§ **THE REQUEST**:
Rewrite the lines below as a Markdown table with a "Row" column holding the row number and a "Line" column holding the line, leaving out blank lines. Leave the pictures out of your answer.

— START OF RECORD SET —

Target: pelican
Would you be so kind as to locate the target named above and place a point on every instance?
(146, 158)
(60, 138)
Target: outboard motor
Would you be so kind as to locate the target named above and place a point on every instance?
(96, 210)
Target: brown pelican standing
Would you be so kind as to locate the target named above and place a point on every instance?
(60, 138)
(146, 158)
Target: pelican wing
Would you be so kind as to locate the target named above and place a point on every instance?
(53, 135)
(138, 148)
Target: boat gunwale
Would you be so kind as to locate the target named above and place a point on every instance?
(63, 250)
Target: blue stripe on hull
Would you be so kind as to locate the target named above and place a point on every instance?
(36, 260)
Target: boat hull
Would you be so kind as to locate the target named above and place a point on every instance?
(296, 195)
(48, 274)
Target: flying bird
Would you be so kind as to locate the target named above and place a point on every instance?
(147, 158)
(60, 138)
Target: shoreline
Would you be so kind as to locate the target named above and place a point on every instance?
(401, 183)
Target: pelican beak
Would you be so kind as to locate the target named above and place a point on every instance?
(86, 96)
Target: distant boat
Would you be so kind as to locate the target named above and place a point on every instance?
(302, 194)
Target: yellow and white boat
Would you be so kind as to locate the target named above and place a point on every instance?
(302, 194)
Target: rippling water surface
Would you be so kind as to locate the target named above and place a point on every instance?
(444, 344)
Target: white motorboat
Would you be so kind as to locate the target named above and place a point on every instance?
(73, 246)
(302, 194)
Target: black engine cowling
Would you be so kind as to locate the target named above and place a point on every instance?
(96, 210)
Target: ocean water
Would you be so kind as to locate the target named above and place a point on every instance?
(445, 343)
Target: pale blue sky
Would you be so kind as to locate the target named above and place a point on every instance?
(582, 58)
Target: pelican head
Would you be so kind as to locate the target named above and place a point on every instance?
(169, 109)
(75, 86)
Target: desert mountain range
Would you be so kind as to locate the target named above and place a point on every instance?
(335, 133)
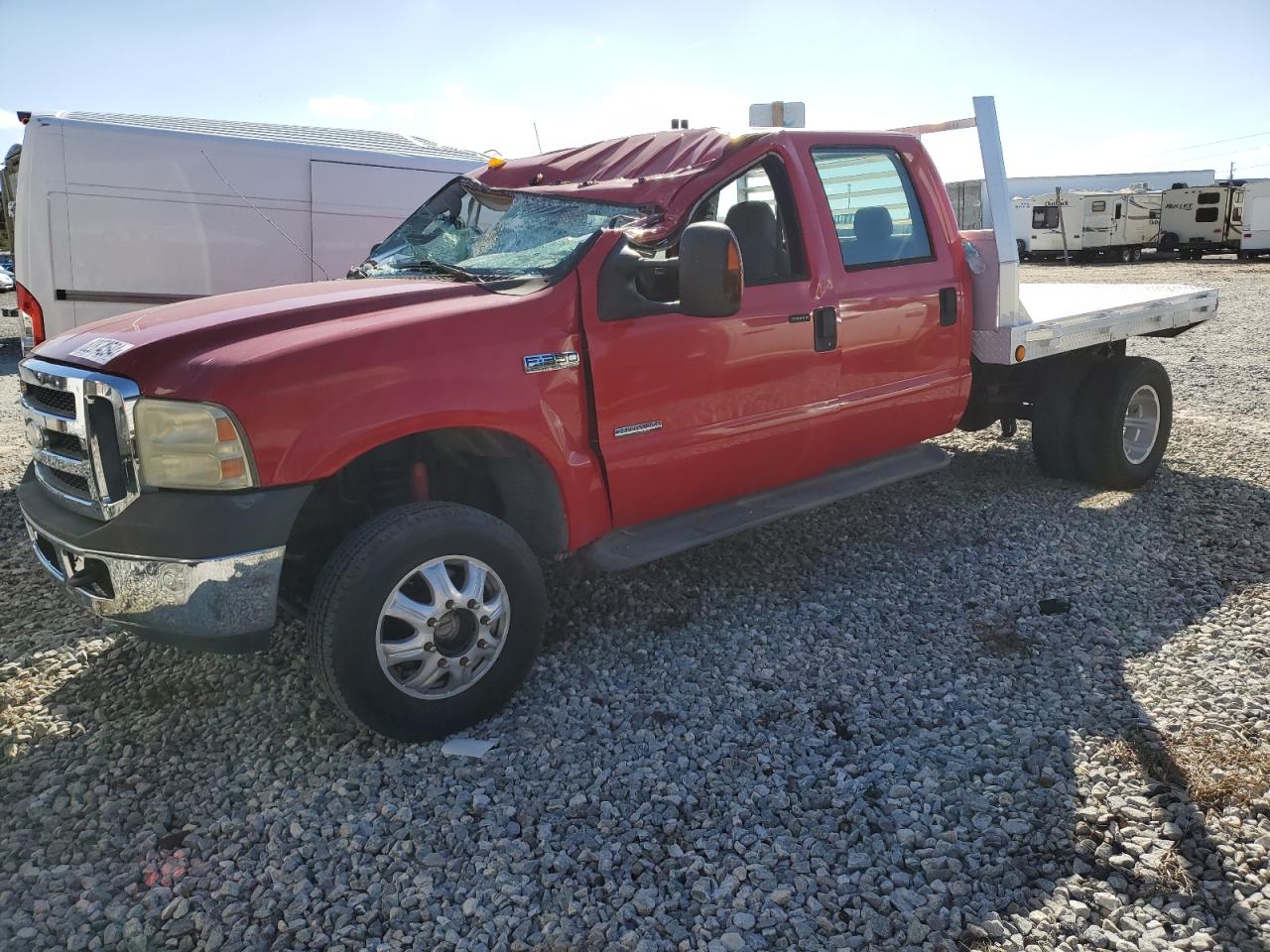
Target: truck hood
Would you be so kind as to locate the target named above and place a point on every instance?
(241, 326)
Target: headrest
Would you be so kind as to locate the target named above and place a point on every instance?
(752, 218)
(873, 223)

— END OF RECORD SET —

§ **RESULT**:
| Row | Line |
|---|---|
| 1 | Target: pelican |
| 2 | Would you be so kind as to locate the target named above and place a point on every instance? |
| 3 | (146, 158) |
| 4 | (60, 138) |
| 5 | Target: outboard motor |
| 6 | Would you be so kind as to locate the target named above and place a point on every instance? |
| 7 | (96, 210) |
| 8 | Target: brown pelican standing |
| 9 | Would you be so kind as to locate the target named above and place a point on every instance? |
| 10 | (60, 138) |
| 11 | (146, 158) |
| 12 | Target: pelican wing |
| 13 | Would you be so kind as to locate the target named above and place a point on every instance? |
| 14 | (53, 135) |
| 15 | (138, 148) |
| 16 | Target: boat gunwale |
| 17 | Would you be so kind as to locate the target named above and place a point on every instance? |
| 18 | (63, 250) |
| 19 | Target: blue stripe on hull |
| 20 | Would you be so kind as to locate the target named above and place a point on every instance? |
| 21 | (36, 260) |
| 22 | Target: boat hull |
| 23 | Would you be so kind as to locate the target named above and place a point on every instance? |
| 24 | (296, 195) |
| 25 | (48, 274) |
| 26 | Target: flying bird |
| 27 | Would you be so kind as to locate the target named above and place a point on every instance? |
| 28 | (147, 158) |
| 29 | (60, 138) |
| 30 | Target: shoreline |
| 31 | Would you be so kind as to locate the target named above and place a point on every instance? |
| 32 | (401, 183) |
| 33 | Target: pelican beak |
| 34 | Would you be so kind as to locate the target named above and place a point on every instance? |
| 35 | (86, 96) |
| 36 | Target: distant boat |
| 37 | Would you be so kind as to locate the target named above and place a point on every instance? |
| 38 | (302, 194) |
| 39 | Target: yellow and white boat |
| 40 | Would you be so kind as to locate the target named above and place a point on every instance? |
| 41 | (302, 194) |
| 42 | Target: rippling water surface |
| 43 | Would you be so kind as to locate the target named above and place a point on every instance? |
| 44 | (444, 344) |
| 45 | Target: white motorboat |
| 46 | Would you be so kind as to locate the target named above and place a point on every instance? |
| 47 | (73, 246) |
| 48 | (302, 194) |
| 49 | Target: black engine cowling |
| 50 | Would you be so kind as to locate the target named above and place a point on every instance? |
| 51 | (96, 210) |
| 52 | Target: ocean water |
| 53 | Would you be so kind as to locate the target named above and place a point on every instance? |
| 54 | (445, 343) |
| 55 | Target: pale blue sky |
| 56 | Would you be so kind as to locate the target named above and place a point on every instance? |
| 57 | (582, 58) |
| 58 | Target: pelican head |
| 59 | Would you be so kind as to locate the target named above and place a point on every instance? |
| 60 | (169, 109) |
| 61 | (75, 86) |
| 62 | Target: desert mountain range |
| 63 | Would you be so kind as to locate the target named above and place a point on every instance? |
| 64 | (335, 133) |
| 65 | Target: truck hood |
| 66 | Would you be so kind as to locate the target named above and place a point on every instance? |
| 67 | (241, 326) |
| 68 | Target: headrest |
| 69 | Would you be so kind as to locate the target named above and place a point on every instance? |
| 70 | (752, 218) |
| 71 | (873, 223) |